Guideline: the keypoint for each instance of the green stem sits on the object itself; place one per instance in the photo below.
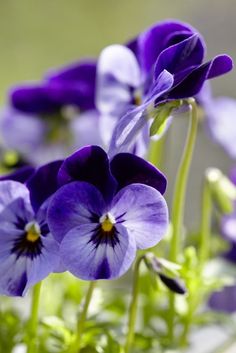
(76, 346)
(204, 247)
(133, 308)
(33, 321)
(205, 230)
(179, 202)
(155, 153)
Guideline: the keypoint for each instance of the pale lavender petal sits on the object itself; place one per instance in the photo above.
(72, 205)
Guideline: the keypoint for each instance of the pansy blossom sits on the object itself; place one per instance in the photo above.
(105, 210)
(162, 64)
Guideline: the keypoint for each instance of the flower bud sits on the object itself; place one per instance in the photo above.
(223, 191)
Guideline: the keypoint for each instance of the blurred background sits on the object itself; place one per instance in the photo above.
(38, 35)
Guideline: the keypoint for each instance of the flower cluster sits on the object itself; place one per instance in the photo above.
(90, 212)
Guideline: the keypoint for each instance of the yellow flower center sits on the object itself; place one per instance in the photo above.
(32, 232)
(107, 222)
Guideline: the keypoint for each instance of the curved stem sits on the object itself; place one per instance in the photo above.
(205, 230)
(133, 308)
(81, 322)
(33, 321)
(204, 247)
(179, 202)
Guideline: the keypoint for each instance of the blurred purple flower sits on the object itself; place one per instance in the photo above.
(105, 210)
(28, 251)
(48, 120)
(225, 299)
(163, 63)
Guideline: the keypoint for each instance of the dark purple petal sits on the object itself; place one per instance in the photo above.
(33, 99)
(43, 183)
(135, 119)
(21, 174)
(154, 40)
(127, 129)
(129, 169)
(143, 211)
(233, 175)
(72, 205)
(221, 64)
(90, 261)
(177, 57)
(89, 164)
(194, 82)
(13, 191)
(50, 97)
(230, 255)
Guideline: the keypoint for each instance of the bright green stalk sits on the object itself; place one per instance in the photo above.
(205, 230)
(179, 202)
(76, 346)
(133, 307)
(33, 321)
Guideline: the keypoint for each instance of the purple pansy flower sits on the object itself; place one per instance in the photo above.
(49, 119)
(162, 64)
(224, 300)
(28, 251)
(105, 210)
(220, 115)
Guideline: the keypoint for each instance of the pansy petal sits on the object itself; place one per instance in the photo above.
(13, 191)
(150, 43)
(74, 204)
(80, 77)
(88, 260)
(224, 300)
(13, 276)
(128, 169)
(43, 183)
(89, 164)
(175, 58)
(22, 174)
(143, 211)
(135, 119)
(33, 99)
(83, 71)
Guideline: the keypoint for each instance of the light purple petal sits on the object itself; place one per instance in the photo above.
(177, 57)
(87, 261)
(142, 210)
(74, 204)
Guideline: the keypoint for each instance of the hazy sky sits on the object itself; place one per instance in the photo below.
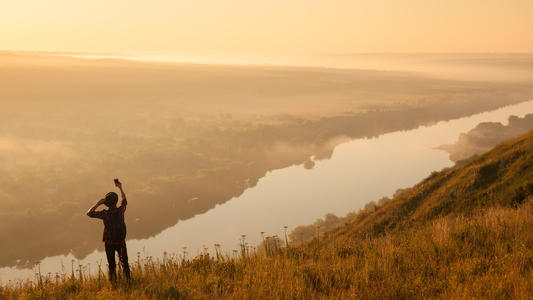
(266, 27)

WHAT YOU NEED TO DO:
Begin with the line that contains "Guideline: the keypoint for each instance of the pansy petal" and repeat every line through the end of the data, exactly and only those lines, leaving out the pictures.

THE SOLUTION:
Guideline: the keypoint for each instance of the pansy petal sits on the object itself; place one per instance in the photo above.
(13, 191)
(150, 43)
(74, 204)
(80, 77)
(88, 260)
(224, 300)
(13, 276)
(128, 169)
(43, 183)
(89, 164)
(175, 58)
(22, 174)
(143, 211)
(135, 119)
(33, 99)
(83, 71)
Guideline: the keypoint for each instance of the light purple petal sits on the object itself; place one per instance in the photo above.
(177, 57)
(87, 261)
(142, 210)
(74, 204)
Guideline: the keypoint for each instance of the hazy sky sits on the object itself; place one per instance in the photo below.
(266, 27)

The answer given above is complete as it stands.